### Data shown
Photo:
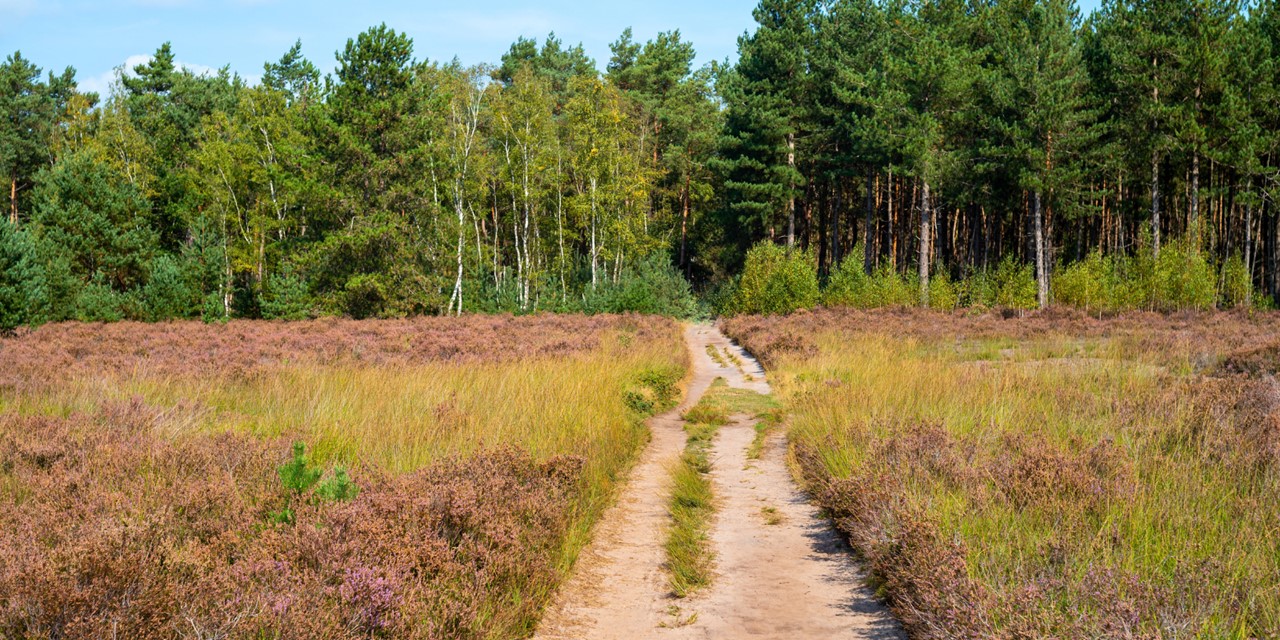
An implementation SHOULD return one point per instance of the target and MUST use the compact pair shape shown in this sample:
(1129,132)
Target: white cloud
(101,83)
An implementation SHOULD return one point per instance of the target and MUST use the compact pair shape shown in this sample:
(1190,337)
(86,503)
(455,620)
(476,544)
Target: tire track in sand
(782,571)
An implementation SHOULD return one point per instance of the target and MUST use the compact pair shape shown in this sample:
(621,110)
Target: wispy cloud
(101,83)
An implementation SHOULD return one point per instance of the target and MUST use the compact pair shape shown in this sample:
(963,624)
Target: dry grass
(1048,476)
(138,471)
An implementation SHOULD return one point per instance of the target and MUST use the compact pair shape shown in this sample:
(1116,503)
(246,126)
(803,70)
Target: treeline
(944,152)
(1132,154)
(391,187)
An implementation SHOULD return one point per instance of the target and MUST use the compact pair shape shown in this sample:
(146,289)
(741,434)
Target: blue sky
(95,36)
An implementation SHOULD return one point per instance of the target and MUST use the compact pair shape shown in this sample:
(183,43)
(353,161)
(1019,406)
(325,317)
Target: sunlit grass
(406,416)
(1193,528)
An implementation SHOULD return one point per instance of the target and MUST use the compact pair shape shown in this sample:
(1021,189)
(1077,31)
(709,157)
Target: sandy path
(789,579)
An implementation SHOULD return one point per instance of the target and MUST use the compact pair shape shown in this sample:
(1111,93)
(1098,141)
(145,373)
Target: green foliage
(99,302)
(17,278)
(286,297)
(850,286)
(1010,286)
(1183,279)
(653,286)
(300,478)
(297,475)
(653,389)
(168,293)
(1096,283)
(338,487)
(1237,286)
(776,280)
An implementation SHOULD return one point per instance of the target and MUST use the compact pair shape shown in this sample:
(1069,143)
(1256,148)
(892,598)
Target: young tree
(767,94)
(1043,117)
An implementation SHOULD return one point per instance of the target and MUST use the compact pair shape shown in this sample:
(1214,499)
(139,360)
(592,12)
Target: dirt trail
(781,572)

### Exercise goal
Return all of the material above unchanged, minus its pictures.

### Answer area
Photo:
An implementation SHOULD return one point per instance of the target and MUST use the compact pair shape shown in this sample:
(1129,132)
Target: white cloud
(101,83)
An implementation SHOULD return one point per instance of the target and MUST use the compact pair shape shown in this sample:
(1190,337)
(86,503)
(455,620)
(476,544)
Target: tire track in sand
(782,571)
An implementation SHOULD return one point per instance of the target and MUST use the compact pair shape shown in this sample:
(621,110)
Target: wispy cloud
(101,83)
An implementation SHOULD return one point per instance of the target and MUST use the compact pair shape shown in this sample:
(963,624)
Target: dry grass
(1048,476)
(138,471)
An implementation SHOULD return one point per instance of the target and MUST use the compact pair shape shown in this sample:
(1116,503)
(246,126)
(803,70)
Target: treeline
(944,152)
(1132,154)
(391,187)
An implementation SHOULD return one point per instance of the target and MUST use the compact pair shape shown in this sample:
(146,289)
(741,434)
Target: blue sky
(95,36)
An implementation SHOULD return one point per instance of the target and MUST use the compact pair shape shown in this sample:
(183,43)
(353,161)
(1019,406)
(325,317)
Target: sunlit grass
(406,416)
(1193,528)
An implementation SHOULD return one point per instance of the target and MUST use the compact pair shape shown in this sample:
(1021,189)
(1077,31)
(709,157)
Target: sandy path
(789,579)
An implementation SHOULD return one point per instance of the target and MUST use the compact pair shape shown in this sample:
(1111,93)
(1098,141)
(145,373)
Target: green foliage
(99,302)
(17,278)
(286,297)
(850,286)
(1010,286)
(1183,279)
(653,286)
(300,478)
(297,475)
(653,389)
(168,293)
(1096,283)
(338,487)
(1237,286)
(776,280)
An implementation SHOULD return one point per instance of the target and MUST use the compact pair shape shown in this sample:
(1069,143)
(1256,148)
(892,598)
Target: young tree
(767,94)
(1043,117)
An implementation SHOULD return one point per instance of the target and MUST use the compact pair shape shown in this sample:
(1214,499)
(139,360)
(592,12)
Target: dirt trail
(781,572)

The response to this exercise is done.